_Work required_
Copy word for word the rows below, from the line with "Identify and tightly box the tree foliage" through the line with "[409,227,418,240]", and omit the pictures from your copy.

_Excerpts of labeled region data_
☆ ☆ ☆ ☆ ☆ ☆ ☆

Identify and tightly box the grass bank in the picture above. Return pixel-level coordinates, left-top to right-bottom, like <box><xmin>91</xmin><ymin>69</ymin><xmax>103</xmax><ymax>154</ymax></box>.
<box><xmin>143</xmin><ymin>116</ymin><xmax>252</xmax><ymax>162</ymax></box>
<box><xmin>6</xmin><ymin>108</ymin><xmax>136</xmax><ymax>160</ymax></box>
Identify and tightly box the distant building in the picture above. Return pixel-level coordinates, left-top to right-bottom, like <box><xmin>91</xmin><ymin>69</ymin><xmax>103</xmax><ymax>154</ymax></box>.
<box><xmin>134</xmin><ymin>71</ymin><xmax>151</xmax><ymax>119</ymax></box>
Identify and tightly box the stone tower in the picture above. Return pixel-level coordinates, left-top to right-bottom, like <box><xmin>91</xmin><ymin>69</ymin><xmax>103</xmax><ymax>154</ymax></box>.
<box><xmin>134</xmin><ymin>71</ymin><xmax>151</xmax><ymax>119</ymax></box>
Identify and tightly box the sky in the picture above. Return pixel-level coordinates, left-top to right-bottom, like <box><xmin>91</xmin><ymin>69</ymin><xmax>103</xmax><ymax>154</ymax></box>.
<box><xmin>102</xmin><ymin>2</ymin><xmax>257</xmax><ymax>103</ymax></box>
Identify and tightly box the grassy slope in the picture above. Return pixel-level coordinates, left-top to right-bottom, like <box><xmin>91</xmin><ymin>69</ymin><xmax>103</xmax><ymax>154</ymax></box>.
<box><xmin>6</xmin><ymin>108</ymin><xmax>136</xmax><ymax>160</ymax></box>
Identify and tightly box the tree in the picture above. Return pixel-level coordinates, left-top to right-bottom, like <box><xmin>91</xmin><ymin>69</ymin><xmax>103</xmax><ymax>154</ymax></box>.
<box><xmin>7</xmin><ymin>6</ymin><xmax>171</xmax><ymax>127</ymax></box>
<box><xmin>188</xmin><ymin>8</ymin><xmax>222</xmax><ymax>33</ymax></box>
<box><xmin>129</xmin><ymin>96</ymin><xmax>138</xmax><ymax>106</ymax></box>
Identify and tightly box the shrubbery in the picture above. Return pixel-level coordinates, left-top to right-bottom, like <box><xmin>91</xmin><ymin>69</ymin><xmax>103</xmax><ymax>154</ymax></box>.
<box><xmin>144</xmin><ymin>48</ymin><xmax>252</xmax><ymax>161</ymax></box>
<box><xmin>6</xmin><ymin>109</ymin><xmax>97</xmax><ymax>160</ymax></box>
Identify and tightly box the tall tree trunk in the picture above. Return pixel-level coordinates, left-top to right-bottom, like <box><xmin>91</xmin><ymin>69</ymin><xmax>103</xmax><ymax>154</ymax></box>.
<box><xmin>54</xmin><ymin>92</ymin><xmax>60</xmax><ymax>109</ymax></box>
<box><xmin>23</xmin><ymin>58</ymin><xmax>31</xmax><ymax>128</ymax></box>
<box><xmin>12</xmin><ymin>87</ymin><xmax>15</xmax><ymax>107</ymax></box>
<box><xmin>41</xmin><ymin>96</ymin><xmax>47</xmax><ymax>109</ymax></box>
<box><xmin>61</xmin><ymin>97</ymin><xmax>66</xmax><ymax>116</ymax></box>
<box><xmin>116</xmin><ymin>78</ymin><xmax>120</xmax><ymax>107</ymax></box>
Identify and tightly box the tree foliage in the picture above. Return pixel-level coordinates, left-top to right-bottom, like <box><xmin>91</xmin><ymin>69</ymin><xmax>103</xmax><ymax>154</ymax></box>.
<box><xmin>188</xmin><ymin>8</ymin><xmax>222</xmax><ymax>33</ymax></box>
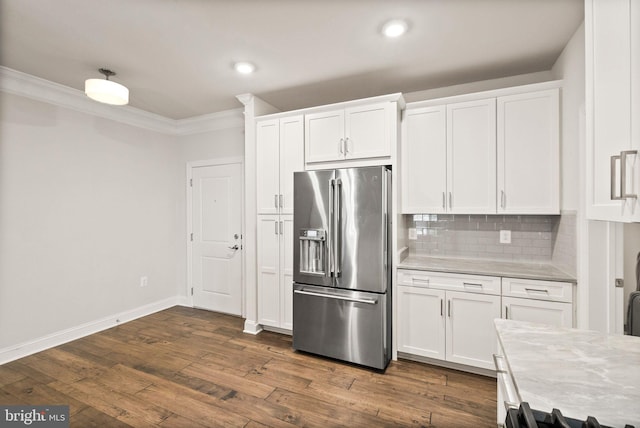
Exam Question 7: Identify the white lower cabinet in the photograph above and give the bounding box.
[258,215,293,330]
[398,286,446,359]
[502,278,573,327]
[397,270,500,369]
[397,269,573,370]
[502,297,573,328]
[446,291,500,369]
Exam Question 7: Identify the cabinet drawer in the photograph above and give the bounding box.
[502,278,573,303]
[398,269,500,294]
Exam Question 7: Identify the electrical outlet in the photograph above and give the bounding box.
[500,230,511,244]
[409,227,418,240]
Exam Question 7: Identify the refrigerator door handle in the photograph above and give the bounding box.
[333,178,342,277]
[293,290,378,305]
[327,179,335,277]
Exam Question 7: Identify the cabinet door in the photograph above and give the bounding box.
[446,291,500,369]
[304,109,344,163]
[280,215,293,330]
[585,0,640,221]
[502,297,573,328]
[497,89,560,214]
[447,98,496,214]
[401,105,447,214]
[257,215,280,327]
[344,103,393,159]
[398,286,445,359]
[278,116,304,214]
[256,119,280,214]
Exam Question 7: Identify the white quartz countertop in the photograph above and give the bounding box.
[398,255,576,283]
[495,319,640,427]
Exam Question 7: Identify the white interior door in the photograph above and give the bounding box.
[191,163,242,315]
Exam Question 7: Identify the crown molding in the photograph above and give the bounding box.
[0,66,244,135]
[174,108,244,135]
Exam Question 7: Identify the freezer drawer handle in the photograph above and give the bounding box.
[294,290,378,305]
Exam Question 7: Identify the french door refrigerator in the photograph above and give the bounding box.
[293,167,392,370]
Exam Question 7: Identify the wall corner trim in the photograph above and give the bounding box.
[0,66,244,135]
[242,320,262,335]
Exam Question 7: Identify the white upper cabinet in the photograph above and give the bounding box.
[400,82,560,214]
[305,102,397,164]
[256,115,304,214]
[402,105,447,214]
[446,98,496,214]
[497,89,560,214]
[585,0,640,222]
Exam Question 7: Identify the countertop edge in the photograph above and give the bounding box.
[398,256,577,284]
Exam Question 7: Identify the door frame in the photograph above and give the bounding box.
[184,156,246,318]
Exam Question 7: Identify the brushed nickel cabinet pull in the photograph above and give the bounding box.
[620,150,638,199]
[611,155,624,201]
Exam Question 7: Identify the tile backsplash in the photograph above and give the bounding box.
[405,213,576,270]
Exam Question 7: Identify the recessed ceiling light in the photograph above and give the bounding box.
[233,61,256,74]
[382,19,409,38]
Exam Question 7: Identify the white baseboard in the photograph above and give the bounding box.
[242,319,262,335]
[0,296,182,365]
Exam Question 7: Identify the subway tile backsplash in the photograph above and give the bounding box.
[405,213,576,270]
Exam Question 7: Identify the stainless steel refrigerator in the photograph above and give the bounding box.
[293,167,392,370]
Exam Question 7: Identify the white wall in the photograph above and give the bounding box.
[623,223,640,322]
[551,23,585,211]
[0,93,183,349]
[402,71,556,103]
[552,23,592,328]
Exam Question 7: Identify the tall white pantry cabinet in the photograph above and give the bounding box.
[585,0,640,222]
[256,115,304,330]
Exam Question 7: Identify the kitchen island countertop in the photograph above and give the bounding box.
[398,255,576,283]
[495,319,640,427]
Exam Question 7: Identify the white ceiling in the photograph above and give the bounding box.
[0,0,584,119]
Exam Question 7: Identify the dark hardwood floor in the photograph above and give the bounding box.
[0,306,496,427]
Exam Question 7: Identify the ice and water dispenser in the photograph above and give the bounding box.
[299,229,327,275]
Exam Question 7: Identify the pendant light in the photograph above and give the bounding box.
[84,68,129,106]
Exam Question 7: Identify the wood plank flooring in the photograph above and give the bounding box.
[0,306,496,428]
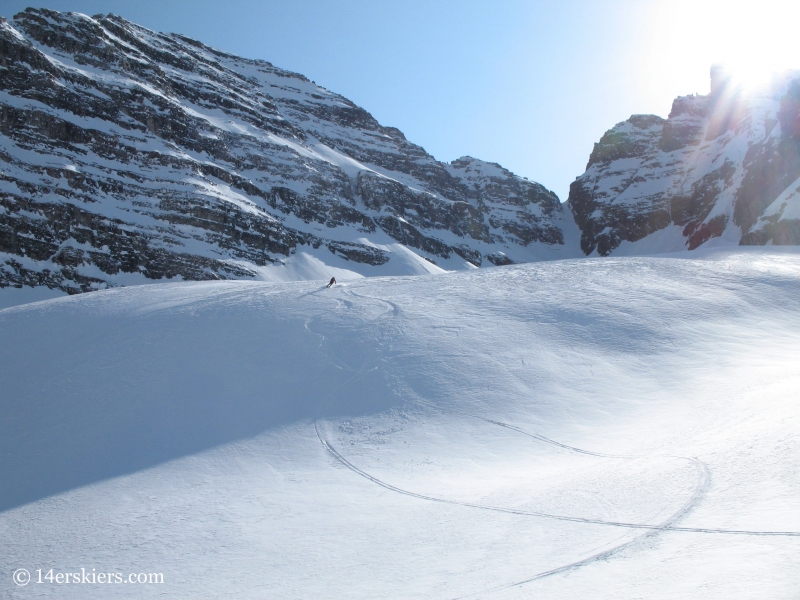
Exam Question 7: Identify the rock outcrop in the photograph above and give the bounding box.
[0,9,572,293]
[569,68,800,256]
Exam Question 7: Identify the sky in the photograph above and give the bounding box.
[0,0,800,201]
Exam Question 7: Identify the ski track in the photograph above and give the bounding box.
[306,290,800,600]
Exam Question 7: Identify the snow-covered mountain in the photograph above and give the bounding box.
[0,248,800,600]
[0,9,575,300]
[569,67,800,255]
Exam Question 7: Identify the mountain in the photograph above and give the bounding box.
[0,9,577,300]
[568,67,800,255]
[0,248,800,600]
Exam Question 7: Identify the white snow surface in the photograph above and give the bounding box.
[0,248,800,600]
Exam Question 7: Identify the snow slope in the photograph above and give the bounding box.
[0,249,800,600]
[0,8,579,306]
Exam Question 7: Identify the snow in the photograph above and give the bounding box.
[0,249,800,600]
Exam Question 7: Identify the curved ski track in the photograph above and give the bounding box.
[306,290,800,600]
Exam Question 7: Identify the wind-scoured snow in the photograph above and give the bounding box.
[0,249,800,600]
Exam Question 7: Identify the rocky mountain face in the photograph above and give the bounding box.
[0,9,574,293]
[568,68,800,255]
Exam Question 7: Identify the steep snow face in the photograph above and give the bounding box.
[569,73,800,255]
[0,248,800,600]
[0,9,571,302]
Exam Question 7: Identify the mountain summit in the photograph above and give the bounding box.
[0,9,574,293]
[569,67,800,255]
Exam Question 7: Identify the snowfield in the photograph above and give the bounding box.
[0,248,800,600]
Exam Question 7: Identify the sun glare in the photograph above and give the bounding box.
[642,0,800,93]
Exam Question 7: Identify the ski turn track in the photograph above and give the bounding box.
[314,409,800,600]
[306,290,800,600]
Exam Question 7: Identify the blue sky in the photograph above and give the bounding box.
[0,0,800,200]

☆ ☆ ☆ ☆ ☆ ☆ ☆

_Exercise result_
Identify and tightly box the tree foliage in the picture above. Return pixel-level coordinates, left-top to right-bottom, like <box><xmin>91</xmin><ymin>69</ymin><xmax>103</xmax><ymax>154</ymax></box>.
<box><xmin>188</xmin><ymin>8</ymin><xmax>222</xmax><ymax>33</ymax></box>
Exam Question 7: Identify the white lower cabinet in the photograph above and give the bounding box.
[258,215,293,330]
[398,286,446,359]
[502,278,573,327]
[397,270,500,369]
[397,269,573,370]
[502,297,573,328]
[446,291,500,369]
Exam Question 7: Identify the cabinet drawer in the photograph above and give the bounding box.
[502,278,573,303]
[398,269,500,294]
Exam Question 7: Identify the electrical outlet in the photograph above and give the bounding box.
[500,230,511,244]
[409,227,418,240]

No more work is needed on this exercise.